#### WHAT IS ASKED:
Count the lines in the material below that contain the string "query", and give only that number.

#### RECORD EXCERPTS:
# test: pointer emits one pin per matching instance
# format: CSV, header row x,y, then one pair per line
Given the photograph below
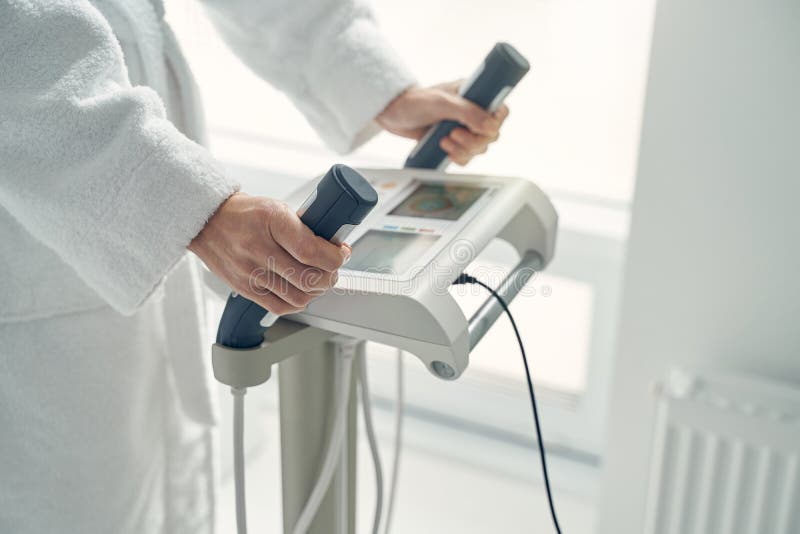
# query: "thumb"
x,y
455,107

...

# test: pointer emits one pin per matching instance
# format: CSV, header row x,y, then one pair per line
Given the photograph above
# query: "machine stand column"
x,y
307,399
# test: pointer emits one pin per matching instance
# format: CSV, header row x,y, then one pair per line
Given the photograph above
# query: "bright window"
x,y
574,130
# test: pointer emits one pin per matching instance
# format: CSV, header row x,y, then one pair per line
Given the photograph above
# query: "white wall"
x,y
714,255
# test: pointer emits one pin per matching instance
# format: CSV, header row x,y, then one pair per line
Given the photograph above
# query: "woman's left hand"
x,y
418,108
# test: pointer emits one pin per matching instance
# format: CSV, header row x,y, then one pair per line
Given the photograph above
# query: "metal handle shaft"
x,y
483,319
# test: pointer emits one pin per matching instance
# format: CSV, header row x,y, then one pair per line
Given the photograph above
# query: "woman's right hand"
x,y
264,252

---

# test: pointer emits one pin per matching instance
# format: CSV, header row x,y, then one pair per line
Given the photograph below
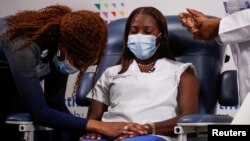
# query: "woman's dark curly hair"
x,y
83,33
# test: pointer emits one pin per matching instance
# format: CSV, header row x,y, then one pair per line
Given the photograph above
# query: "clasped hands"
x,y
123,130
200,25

#### RESULT FOR THIS TASK:
9